┌──

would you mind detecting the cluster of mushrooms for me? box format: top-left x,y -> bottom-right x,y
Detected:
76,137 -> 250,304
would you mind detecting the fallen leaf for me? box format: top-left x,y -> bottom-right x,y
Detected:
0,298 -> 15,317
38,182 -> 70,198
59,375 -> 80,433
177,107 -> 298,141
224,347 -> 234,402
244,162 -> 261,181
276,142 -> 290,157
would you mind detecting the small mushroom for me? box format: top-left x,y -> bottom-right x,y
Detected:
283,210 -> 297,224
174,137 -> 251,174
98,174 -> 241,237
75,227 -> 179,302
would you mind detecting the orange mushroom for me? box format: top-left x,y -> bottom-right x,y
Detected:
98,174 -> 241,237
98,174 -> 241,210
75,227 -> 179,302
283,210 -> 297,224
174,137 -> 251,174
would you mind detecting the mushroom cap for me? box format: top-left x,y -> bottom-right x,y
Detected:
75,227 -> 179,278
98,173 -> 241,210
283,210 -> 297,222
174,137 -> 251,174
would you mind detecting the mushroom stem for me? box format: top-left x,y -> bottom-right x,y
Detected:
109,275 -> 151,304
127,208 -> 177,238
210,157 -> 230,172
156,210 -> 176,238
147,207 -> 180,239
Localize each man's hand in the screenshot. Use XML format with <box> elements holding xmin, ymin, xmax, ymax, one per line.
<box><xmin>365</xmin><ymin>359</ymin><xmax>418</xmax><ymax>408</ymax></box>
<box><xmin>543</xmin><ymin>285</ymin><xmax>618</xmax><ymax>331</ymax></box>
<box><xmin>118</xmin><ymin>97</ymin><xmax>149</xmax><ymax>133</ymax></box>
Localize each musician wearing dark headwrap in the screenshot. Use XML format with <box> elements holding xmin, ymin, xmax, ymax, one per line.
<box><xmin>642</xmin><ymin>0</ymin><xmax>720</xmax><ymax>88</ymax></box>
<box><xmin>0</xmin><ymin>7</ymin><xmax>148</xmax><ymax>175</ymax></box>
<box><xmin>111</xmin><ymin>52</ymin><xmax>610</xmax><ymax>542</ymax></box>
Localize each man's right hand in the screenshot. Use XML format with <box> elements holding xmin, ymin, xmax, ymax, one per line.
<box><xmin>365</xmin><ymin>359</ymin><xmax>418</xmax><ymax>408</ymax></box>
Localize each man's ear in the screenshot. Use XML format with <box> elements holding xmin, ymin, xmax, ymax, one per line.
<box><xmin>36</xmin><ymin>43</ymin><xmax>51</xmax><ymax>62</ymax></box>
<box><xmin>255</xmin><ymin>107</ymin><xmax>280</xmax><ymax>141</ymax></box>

└──

Each line of the data is to be retyped exactly.

RESPONSE TO THIS TASK »
would you mind detecting the cluster of mushrooms for me? box format: top-left x,y -> bottom-right x,y
Detected:
76,137 -> 250,304
would you mind detecting the fallen leaf for me? box format: top-left x,y -> bottom-right x,y
Detected:
0,298 -> 15,317
38,182 -> 70,198
59,375 -> 80,433
177,107 -> 298,141
224,347 -> 234,402
244,162 -> 261,181
276,142 -> 290,157
would you mind detecting the small mushroom for me? box format: top-left x,y -> bottom-right x,y
Detected:
283,210 -> 297,224
174,137 -> 251,174
98,174 -> 241,237
75,227 -> 179,302
would you mind detecting the orange mushroom for me? box format: top-left x,y -> bottom-right x,y
Detected:
98,174 -> 241,237
98,174 -> 241,210
75,227 -> 179,302
283,210 -> 297,224
174,137 -> 251,174
would you mind detecting the mushroom cap for me? box format: top-left x,y -> bottom-right x,y
Detected:
75,227 -> 179,278
98,173 -> 241,210
283,210 -> 297,222
174,137 -> 251,174
would you mind detecting the mushroom stem for me? box format: top-left x,y -> bottom-right x,y
Detected:
109,275 -> 151,304
127,208 -> 177,238
210,157 -> 230,172
156,210 -> 176,238
147,207 -> 180,239
Localize each man's hand in the screenshot. Use XML format with <box> elements holding xmin, ymin, xmax, ymax, one per line.
<box><xmin>365</xmin><ymin>359</ymin><xmax>418</xmax><ymax>408</ymax></box>
<box><xmin>543</xmin><ymin>285</ymin><xmax>618</xmax><ymax>331</ymax></box>
<box><xmin>118</xmin><ymin>97</ymin><xmax>149</xmax><ymax>133</ymax></box>
Localize each musician wearing dark headwrap in the screenshot. Use XML format with <box> elements holding xmin, ymin, xmax, ymax, one per line.
<box><xmin>642</xmin><ymin>0</ymin><xmax>720</xmax><ymax>88</ymax></box>
<box><xmin>0</xmin><ymin>7</ymin><xmax>148</xmax><ymax>175</ymax></box>
<box><xmin>111</xmin><ymin>52</ymin><xmax>610</xmax><ymax>542</ymax></box>
Localize each man's right hand in the screenshot. Use XML format with <box> elements holding xmin, ymin, xmax, ymax, one per line.
<box><xmin>365</xmin><ymin>359</ymin><xmax>418</xmax><ymax>408</ymax></box>
Localize each man's ear in the screenshot. Use XML format with <box> elements holding xmin, ymin, xmax, ymax, one per line.
<box><xmin>36</xmin><ymin>43</ymin><xmax>51</xmax><ymax>62</ymax></box>
<box><xmin>255</xmin><ymin>107</ymin><xmax>280</xmax><ymax>141</ymax></box>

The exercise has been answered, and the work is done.